TASK BRIEF - Quote every one of the bounding-box records below word for word, keeping each line as it stands.

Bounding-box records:
- - - - -
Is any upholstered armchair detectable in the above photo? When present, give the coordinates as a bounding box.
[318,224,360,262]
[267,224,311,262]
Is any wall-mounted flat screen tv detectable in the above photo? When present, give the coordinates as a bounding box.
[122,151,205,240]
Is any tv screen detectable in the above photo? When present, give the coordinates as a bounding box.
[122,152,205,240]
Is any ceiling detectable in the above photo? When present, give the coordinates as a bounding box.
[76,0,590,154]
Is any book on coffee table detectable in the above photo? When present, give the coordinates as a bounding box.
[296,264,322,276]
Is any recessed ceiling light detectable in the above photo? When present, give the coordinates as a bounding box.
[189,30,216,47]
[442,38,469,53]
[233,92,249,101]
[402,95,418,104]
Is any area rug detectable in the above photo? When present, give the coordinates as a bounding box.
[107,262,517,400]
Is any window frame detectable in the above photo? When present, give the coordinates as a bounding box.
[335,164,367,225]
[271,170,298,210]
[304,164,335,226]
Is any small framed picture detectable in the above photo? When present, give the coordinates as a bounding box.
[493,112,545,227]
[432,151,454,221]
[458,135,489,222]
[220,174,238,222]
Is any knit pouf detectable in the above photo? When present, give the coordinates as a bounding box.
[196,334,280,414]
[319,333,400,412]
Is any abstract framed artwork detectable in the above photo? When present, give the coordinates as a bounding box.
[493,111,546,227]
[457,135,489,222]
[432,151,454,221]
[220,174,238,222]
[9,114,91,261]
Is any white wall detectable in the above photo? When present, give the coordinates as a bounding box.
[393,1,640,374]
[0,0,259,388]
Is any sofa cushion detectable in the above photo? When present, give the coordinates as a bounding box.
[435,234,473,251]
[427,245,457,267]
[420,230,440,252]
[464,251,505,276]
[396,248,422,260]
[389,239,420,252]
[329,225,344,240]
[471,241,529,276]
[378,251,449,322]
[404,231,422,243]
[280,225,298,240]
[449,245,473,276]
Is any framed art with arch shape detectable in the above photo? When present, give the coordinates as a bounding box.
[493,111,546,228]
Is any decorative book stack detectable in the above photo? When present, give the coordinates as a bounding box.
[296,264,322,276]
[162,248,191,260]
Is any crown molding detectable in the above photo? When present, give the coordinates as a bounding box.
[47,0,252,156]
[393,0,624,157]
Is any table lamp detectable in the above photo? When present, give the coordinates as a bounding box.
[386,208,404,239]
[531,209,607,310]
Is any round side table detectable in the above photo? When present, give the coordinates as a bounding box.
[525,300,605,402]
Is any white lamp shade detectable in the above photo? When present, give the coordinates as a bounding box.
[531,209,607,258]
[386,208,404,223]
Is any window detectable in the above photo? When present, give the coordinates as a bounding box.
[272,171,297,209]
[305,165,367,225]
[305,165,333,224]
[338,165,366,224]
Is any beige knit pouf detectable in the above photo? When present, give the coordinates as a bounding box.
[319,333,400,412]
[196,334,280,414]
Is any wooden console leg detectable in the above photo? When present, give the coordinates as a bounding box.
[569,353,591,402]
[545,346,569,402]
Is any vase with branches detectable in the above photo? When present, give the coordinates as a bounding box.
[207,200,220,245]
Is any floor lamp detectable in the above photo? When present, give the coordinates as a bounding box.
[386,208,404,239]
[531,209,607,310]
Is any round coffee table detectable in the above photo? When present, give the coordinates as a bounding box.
- - - - -
REPLY -
Is any upholstered armchair detectable in the above photo? When present, give the coordinates as a bounding box.
[318,224,360,262]
[267,224,311,262]
Is any wall-mounted flat screen tv detectable in the above photo? When present, give the coordinates as a bounding box.
[122,151,205,240]
Is any tv screen detectable in the above photo? When present, give the coordinates as a bounding box.
[122,152,205,240]
Is any ceiling detectable in the above photo? When present, give the coordinates as a bounding box.
[76,0,590,154]
Is any book on coffee table detectable in the above photo? When present, give the coordinates as a bounding box.
[296,264,322,276]
Is any recessed ceiling light detectable in the above photo? When present, give the coordinates as a bounding box.
[189,30,216,47]
[442,38,469,53]
[233,92,249,101]
[402,95,418,104]
Is any area rug detectable in the above photo? When present, give the coordinates as a bounding box.
[107,262,517,400]
Is any window frame detectable in the above photo? When present, give the coordinates as a bounding box.
[335,164,367,225]
[271,170,298,210]
[304,164,335,226]
Is any small framed picture detectable in the above photo? When present, give the coordinates as a bounding box.
[493,112,545,227]
[432,151,454,221]
[458,135,489,222]
[220,174,238,222]
Is any knit pouf detectable in the above photo? When present, give the coordinates as a bounding box.
[196,334,280,414]
[319,333,400,412]
Is any abstract framed artwork detectable in the above photo? When present, give the coordinates as a bounding box.
[493,111,546,227]
[457,135,489,222]
[432,151,454,221]
[220,174,238,222]
[9,114,91,261]
Is any white wall detectable in the above photo? When present, give the coordinates as a bounding box.
[393,1,640,374]
[0,0,259,388]
Is any sofa cushion detectable in the above photo? When present, give the coordinates as a bounding box.
[435,234,473,251]
[427,245,457,267]
[420,230,440,252]
[464,251,505,276]
[396,248,422,260]
[389,239,420,252]
[329,225,344,240]
[471,241,529,276]
[378,251,449,322]
[404,231,422,243]
[280,225,298,240]
[449,245,473,276]
Is any framed art with arch shape detectable in the above photo? When present, give the coordinates as a bounding box.
[493,111,546,228]
Is any decorative book stack detectable in the above photo? When present, give the coordinates as a bounding box.
[296,264,322,276]
[162,248,191,260]
Is any crown molding detectable in the above photo? When present, give the coordinates as a bounding box.
[47,0,252,156]
[393,0,624,157]
Is any table lamp detectable in the above photo? When present, give the coordinates as a bounding box.
[386,208,404,239]
[531,209,607,310]
Is any round side table detectable in the above photo? When present, give the coordinates as a bounding box.
[525,300,605,402]
Is any white lamp shade detectable in the above photo? When present, give the coordinates as a bounding box.
[531,209,607,258]
[386,208,404,223]
Is any window detectable in the above photo? When present, give the coordinates as a bounding box.
[272,171,297,209]
[305,165,367,225]
[305,165,333,224]
[338,165,366,224]
Is any beige knit pouf detectable in the above photo? When present, give the coordinates as a bounding box.
[319,333,400,412]
[196,334,280,414]
Is any wooden console leg detectable in the above photo? When present, give the coordinates as a bounding box.
[569,353,591,402]
[545,346,569,402]
Is any vase with branches detectable in the above photo? When present, give the coordinates as a bounding box.
[207,200,220,245]
Is any floor lamp detectable in the above photo? When present, give the coordinates as a bounding box.
[386,208,404,239]
[531,209,607,310]
Is any round coffee table detectable in the above photo? When present, give the coordinates as a bounding box.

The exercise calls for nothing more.